Формулировка задания
Обновите отрывок о жизни после болезни: приведите его от слов «Неужели же меня» до слов «с миром изменились.» включительно, заменив «медлительными» на «неуклюжими».

Неужели же меня для этого здесь «чинили»? Тогда стоило ли это делать? Более того, я был убежден, что мой рак был порождением именно той прежней жизни, и теперь я решил жить по-другому. Другим стало и мое тело: из моего живота, не очень удачно заштопанного ассистентом хирурга, выпирала большая грыжа, волосы не спешили отрастать, движения стали медлительными. Да и сам я уже был другим: яснее, чем когда-либо, я осознавал, что смертен. Я по-другому думал, по-другому чувствовал. Мои взаимоотношения с миром изменились.

Все это было ясно для меня, но не для других. Мое желание начать новую жизнь означало, что мне предстоит настоящая битва; и будет она вовсе не такой, как минувшие «битвы» — облучение, химиотерапия. Потому что вокруг больного возникает что-то вроде этакого доброжелательного заговора, когда все делают вид, что твоя болезнь — нечто временное, преходящее, а возвращение к прежней жизни — самое позитивное и желанное. Причем заговорщиками выступают все: врачи, родные, лучшие друзья — и все с наилучшими намерениями. Они встревожены тем, что тебя не тянет снова становиться «нормальным», все так или иначе говорят: «Держись, выше голову, вот увидишь, все будет как прежде».

Извлечённые записи
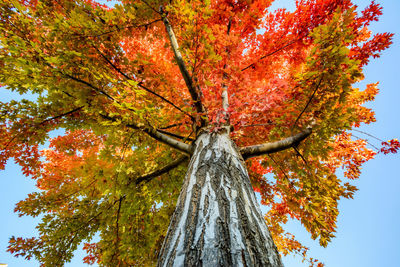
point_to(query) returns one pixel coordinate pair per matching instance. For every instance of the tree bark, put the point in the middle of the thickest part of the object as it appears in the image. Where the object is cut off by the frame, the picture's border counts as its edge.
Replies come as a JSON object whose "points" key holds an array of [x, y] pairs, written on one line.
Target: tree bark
{"points": [[217, 221]]}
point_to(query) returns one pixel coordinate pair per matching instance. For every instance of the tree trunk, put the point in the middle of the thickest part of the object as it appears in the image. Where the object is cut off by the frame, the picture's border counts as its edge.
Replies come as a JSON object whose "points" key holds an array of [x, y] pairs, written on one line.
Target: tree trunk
{"points": [[217, 221]]}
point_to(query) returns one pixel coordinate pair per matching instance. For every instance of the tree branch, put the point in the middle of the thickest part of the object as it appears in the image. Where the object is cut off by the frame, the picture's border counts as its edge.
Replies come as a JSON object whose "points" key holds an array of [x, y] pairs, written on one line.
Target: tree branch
{"points": [[269, 148], [178, 145], [148, 177], [182, 67], [175, 135], [252, 65], [61, 115], [139, 83]]}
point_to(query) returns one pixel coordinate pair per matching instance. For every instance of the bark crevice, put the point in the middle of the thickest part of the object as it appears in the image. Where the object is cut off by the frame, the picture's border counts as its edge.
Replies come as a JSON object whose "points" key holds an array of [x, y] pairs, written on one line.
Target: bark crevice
{"points": [[217, 221]]}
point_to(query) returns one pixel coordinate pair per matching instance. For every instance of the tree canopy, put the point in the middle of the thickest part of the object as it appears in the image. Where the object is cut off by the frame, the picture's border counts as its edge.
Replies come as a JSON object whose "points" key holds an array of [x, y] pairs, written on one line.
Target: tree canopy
{"points": [[129, 82]]}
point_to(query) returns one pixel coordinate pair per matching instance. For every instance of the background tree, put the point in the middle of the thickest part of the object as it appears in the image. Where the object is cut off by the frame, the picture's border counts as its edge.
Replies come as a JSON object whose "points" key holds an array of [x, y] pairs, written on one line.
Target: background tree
{"points": [[108, 77]]}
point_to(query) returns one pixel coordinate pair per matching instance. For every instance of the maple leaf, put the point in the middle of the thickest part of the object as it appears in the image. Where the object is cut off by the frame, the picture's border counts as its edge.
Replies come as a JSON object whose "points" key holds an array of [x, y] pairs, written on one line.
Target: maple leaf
{"points": [[144, 87]]}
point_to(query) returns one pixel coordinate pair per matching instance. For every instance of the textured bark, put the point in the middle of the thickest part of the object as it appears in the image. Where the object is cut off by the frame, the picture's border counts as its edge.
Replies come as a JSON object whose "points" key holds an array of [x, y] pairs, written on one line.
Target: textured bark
{"points": [[217, 221]]}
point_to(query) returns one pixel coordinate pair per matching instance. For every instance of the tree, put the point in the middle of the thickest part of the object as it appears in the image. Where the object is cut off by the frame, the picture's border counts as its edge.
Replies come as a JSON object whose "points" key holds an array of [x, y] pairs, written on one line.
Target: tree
{"points": [[219, 83]]}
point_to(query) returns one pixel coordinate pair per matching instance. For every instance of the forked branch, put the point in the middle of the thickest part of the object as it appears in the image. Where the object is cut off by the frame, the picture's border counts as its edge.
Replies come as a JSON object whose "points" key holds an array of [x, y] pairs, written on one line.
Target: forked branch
{"points": [[148, 177], [269, 148], [176, 144], [182, 67]]}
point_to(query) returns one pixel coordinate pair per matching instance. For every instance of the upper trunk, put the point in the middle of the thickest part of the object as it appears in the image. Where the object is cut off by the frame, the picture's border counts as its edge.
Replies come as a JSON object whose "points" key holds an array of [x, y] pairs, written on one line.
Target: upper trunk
{"points": [[217, 221]]}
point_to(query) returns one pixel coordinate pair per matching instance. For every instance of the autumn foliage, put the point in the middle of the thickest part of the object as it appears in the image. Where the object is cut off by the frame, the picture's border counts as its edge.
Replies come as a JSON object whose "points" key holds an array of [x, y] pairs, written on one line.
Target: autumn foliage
{"points": [[105, 77]]}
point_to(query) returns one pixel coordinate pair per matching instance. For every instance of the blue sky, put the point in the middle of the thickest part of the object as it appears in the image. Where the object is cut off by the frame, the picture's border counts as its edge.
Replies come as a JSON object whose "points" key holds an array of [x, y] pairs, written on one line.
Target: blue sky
{"points": [[368, 226]]}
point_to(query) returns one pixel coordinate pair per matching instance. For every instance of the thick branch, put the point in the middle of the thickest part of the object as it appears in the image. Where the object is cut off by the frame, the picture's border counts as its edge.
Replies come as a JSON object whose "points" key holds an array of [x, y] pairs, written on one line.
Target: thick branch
{"points": [[148, 177], [140, 84], [178, 145], [182, 67], [269, 148]]}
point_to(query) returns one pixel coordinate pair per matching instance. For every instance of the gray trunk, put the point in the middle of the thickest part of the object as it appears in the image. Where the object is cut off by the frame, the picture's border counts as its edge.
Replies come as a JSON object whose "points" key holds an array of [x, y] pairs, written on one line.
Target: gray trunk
{"points": [[217, 221]]}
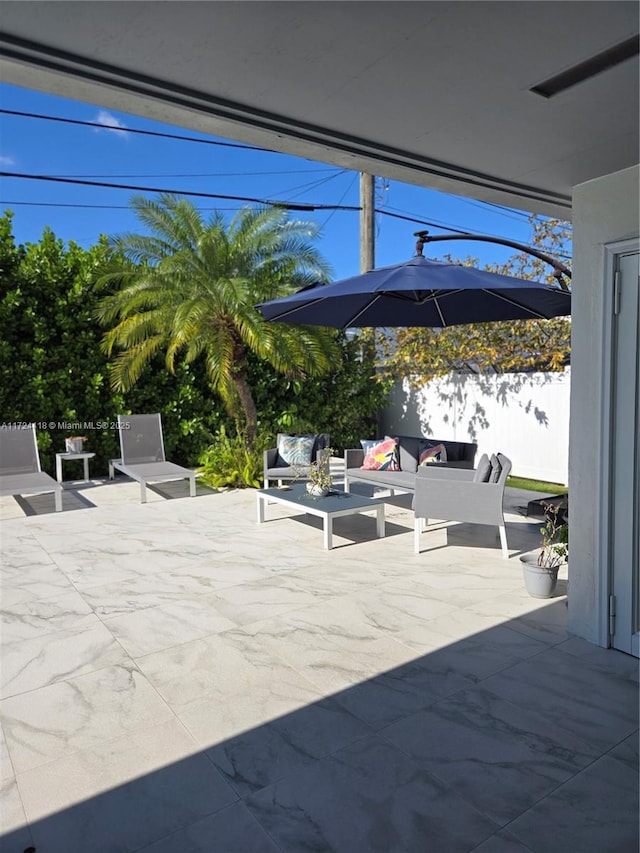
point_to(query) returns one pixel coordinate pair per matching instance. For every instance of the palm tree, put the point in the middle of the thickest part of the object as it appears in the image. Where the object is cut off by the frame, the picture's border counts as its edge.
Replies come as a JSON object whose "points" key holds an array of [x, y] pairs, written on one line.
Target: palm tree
{"points": [[189, 288]]}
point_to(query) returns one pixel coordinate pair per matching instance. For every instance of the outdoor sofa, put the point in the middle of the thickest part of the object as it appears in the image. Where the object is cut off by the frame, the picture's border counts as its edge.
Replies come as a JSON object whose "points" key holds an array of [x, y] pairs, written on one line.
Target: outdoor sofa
{"points": [[459, 454], [454, 494]]}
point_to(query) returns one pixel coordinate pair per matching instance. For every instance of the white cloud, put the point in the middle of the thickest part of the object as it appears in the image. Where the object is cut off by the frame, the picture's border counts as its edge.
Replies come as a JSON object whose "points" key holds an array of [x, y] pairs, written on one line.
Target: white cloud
{"points": [[110, 122]]}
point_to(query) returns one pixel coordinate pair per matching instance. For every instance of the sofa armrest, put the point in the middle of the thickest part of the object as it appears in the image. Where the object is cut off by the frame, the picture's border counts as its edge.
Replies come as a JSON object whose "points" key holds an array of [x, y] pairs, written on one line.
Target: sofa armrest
{"points": [[445, 472], [353, 458], [475, 503]]}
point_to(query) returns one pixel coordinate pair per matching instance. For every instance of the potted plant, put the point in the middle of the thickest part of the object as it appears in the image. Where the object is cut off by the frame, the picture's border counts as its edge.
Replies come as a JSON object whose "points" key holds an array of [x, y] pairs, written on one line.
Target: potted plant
{"points": [[319, 476], [540, 568], [74, 444]]}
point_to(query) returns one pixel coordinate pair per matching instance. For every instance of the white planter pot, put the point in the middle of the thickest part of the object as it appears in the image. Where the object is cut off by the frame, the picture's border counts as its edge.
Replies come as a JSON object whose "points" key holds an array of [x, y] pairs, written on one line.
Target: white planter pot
{"points": [[317, 491], [540, 582]]}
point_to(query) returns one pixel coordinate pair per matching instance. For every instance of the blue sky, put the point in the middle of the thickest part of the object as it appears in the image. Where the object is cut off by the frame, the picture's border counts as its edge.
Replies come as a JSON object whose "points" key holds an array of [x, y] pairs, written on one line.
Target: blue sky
{"points": [[38, 147]]}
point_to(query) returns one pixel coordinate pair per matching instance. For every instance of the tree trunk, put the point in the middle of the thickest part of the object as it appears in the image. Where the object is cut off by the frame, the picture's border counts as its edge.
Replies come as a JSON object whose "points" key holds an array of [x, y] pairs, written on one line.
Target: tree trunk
{"points": [[248, 405]]}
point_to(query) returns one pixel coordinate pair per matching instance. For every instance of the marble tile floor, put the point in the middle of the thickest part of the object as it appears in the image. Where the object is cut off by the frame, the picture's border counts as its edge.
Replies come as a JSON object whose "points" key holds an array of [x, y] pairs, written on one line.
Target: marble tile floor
{"points": [[178, 679]]}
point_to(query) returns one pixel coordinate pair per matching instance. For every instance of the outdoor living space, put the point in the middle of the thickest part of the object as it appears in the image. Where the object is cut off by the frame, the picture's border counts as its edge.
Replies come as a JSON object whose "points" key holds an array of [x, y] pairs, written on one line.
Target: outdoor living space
{"points": [[177, 677]]}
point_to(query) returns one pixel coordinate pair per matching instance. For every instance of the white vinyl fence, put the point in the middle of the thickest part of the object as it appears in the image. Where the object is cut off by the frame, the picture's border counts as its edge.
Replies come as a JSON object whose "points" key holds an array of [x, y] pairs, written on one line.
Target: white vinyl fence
{"points": [[523, 415]]}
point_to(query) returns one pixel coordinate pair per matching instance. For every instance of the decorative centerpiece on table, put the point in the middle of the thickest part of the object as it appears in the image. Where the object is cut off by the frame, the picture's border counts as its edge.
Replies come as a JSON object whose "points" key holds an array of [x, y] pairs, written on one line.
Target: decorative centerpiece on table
{"points": [[75, 444], [319, 476]]}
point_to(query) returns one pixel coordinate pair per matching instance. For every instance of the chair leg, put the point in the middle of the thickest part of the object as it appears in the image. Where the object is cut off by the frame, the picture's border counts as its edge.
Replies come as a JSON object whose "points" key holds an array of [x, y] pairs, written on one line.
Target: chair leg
{"points": [[503, 542]]}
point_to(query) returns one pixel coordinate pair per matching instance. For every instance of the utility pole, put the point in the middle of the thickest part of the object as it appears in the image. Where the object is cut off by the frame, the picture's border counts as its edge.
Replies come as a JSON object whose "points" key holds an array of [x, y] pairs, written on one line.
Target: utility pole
{"points": [[367, 222]]}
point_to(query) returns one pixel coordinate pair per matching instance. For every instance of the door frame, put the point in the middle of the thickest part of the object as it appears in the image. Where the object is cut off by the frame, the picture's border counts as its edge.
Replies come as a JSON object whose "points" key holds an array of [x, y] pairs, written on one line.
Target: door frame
{"points": [[605, 575]]}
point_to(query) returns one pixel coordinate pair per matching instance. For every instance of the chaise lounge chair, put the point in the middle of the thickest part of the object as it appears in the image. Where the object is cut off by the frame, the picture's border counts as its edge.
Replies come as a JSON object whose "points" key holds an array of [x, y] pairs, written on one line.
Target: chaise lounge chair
{"points": [[458, 494], [20, 472], [142, 459]]}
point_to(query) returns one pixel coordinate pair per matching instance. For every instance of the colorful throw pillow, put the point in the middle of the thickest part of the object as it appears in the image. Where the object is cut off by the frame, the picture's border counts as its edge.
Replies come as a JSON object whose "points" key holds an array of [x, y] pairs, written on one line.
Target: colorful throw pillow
{"points": [[382, 456], [295, 449], [431, 455]]}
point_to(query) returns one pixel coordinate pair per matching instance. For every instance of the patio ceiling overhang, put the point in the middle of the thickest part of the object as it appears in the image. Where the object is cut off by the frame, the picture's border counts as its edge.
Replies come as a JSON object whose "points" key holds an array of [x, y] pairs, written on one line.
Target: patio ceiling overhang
{"points": [[437, 94]]}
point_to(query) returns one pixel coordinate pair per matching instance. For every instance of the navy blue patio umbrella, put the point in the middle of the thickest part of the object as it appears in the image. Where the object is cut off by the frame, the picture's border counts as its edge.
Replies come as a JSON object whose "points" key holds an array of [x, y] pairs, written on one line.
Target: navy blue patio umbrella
{"points": [[419, 292]]}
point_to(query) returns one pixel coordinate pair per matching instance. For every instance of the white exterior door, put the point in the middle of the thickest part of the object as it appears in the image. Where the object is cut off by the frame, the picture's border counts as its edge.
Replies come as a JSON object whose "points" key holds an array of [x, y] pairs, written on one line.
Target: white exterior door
{"points": [[624, 516]]}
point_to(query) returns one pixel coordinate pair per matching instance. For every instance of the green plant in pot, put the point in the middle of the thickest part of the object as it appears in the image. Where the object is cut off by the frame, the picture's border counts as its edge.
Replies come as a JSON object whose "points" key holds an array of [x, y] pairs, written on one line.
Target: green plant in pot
{"points": [[319, 476], [540, 568]]}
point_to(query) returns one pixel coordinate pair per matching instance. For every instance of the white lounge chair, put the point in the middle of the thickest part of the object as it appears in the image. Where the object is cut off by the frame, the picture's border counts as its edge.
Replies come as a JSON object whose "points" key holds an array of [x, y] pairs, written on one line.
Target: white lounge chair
{"points": [[20, 472], [142, 454]]}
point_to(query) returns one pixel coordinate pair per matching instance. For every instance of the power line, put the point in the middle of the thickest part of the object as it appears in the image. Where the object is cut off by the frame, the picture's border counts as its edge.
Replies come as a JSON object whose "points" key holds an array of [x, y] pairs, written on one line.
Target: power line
{"points": [[136, 130], [210, 174], [93, 206], [333, 208], [136, 188]]}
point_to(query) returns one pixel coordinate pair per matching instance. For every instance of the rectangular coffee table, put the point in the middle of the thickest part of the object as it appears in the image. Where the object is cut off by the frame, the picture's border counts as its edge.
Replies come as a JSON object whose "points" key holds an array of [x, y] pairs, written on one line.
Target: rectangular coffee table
{"points": [[336, 504]]}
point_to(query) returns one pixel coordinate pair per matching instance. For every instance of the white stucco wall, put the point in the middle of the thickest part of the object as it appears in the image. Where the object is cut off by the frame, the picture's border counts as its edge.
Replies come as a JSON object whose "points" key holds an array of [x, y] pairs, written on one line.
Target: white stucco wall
{"points": [[523, 415], [605, 211]]}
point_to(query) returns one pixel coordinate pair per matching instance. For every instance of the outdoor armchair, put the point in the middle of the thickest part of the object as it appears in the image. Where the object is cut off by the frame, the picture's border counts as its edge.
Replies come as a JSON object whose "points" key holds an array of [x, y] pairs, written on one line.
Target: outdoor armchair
{"points": [[458, 494], [20, 471], [142, 454]]}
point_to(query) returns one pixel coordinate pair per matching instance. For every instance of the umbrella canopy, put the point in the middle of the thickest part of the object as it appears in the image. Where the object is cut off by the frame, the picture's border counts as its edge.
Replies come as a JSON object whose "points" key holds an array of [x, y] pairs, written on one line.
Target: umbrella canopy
{"points": [[420, 292]]}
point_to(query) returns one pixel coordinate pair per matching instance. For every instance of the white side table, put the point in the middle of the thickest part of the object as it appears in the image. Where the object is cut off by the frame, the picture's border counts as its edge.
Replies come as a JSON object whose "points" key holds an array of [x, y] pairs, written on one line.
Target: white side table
{"points": [[60, 457]]}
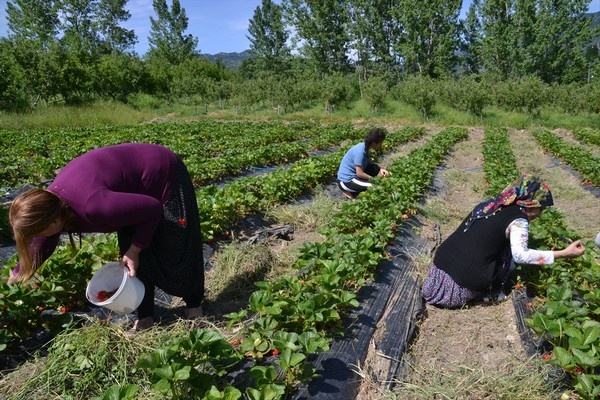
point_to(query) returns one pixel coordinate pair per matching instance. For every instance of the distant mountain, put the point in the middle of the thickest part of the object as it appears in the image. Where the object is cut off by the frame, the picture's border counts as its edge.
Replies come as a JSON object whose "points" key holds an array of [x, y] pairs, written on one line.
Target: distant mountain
{"points": [[230, 60], [234, 60]]}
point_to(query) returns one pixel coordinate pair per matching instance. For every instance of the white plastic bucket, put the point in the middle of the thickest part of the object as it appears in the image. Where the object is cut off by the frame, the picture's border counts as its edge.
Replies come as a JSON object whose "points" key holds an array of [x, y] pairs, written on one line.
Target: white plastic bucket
{"points": [[130, 290]]}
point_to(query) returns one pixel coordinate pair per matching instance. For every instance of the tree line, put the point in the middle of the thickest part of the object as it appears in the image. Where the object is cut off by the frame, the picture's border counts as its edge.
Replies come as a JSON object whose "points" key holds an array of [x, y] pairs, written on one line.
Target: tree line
{"points": [[303, 51]]}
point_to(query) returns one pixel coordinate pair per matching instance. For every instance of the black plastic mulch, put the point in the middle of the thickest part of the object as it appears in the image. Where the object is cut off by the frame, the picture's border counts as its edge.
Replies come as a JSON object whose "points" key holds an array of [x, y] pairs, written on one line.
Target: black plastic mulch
{"points": [[391, 305]]}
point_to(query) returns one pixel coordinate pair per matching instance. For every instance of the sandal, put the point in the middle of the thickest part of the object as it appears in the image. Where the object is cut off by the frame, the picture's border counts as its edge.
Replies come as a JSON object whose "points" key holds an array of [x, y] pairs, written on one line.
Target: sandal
{"points": [[348, 195], [193, 312]]}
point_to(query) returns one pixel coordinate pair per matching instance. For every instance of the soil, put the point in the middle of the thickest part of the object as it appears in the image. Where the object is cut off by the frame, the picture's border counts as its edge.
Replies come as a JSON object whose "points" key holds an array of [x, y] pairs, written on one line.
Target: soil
{"points": [[479, 338]]}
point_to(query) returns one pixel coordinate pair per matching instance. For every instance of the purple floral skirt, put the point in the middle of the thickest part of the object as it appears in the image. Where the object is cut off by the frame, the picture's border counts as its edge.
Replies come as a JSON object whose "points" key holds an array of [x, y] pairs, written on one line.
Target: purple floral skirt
{"points": [[440, 289]]}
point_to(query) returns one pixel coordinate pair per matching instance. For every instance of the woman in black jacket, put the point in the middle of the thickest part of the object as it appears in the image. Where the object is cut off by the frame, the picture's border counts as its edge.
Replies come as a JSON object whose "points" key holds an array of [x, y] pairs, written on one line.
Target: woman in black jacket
{"points": [[476, 259]]}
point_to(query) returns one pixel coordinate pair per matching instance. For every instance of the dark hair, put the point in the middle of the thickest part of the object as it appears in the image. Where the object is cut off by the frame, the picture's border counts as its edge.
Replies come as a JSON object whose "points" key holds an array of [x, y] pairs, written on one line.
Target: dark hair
{"points": [[376, 135]]}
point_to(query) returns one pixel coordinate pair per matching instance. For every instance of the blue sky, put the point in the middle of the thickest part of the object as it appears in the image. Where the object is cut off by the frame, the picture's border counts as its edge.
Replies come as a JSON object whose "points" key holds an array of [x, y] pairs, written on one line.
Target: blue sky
{"points": [[219, 25]]}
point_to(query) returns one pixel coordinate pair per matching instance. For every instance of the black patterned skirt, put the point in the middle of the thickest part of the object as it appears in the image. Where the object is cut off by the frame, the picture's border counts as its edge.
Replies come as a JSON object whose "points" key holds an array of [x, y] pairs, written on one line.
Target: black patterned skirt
{"points": [[174, 261]]}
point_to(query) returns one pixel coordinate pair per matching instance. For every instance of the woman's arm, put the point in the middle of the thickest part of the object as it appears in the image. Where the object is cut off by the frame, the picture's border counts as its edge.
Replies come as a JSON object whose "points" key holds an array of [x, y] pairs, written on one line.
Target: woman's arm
{"points": [[522, 254]]}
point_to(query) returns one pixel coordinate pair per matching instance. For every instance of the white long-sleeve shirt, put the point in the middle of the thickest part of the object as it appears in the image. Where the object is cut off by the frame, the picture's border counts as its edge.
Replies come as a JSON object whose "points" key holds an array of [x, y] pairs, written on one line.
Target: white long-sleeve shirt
{"points": [[518, 234]]}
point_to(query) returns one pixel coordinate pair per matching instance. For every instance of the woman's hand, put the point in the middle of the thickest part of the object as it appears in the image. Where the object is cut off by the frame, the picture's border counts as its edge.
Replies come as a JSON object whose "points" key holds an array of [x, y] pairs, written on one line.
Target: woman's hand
{"points": [[575, 249], [131, 259]]}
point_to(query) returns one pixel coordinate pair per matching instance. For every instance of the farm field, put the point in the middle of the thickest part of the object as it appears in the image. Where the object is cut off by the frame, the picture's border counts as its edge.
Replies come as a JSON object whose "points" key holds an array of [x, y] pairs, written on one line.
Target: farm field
{"points": [[438, 174]]}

Выполненное упражнение
Неужели же меня для этого здесь «чинили»? Тогда стоило ли это делать? Более того, я был убежден, что мой рак был порождением именно той прежней жизни, и теперь я решил жить по-другому. Другим стало и мое тело: из моего живота, не очень удачно заштопанного ассистентом хирурга, выпирала большая грыжа, волосы не спешили отрастать, движения стали неуклюжими. Да и сам я уже был другим: яснее, чем когда-либо, я осознавал, что смертен. Я по-другому думал, по-другому чувствовал. Мои взаимоотношения с миром изменились.